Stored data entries
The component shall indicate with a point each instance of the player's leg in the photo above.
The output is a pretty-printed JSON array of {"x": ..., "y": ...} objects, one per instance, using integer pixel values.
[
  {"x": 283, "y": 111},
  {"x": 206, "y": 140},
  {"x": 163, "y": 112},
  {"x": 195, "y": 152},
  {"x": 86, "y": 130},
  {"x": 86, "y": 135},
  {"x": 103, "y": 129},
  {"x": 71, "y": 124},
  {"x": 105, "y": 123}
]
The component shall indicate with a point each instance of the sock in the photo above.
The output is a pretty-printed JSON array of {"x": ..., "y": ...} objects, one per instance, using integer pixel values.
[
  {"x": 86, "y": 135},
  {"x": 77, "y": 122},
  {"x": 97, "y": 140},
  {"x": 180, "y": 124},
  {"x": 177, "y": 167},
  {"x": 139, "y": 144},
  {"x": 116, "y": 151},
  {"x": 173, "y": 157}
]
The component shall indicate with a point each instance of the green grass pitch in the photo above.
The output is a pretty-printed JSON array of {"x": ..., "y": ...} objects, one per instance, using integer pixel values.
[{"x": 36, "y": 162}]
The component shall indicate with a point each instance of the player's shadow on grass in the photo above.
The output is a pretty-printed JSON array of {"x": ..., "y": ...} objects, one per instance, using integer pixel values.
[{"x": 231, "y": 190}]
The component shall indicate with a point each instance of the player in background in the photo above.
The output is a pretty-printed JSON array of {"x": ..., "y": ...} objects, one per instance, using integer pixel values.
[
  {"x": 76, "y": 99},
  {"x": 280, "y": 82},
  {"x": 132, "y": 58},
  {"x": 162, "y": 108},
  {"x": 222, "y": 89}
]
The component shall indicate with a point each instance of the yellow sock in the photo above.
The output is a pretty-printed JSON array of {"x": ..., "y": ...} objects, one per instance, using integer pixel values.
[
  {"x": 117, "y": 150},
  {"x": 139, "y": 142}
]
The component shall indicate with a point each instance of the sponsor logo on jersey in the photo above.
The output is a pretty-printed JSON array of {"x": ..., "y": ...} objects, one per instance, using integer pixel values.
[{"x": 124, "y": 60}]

## Work order
Please write out, exactly as they appear above, only the lines in the stretch from the line with "grass in the photo above." through the line with "background in the photo above.".

## Answer section
The component shall indicate with a point each instance of the player's shadow on grass in the photo above.
The output is a pretty-printed JSON array of {"x": ..., "y": ...} objects, one per instance, using integer pixel values.
[{"x": 231, "y": 190}]
The component shall indicate with a point each instance of the player in background in the photo above.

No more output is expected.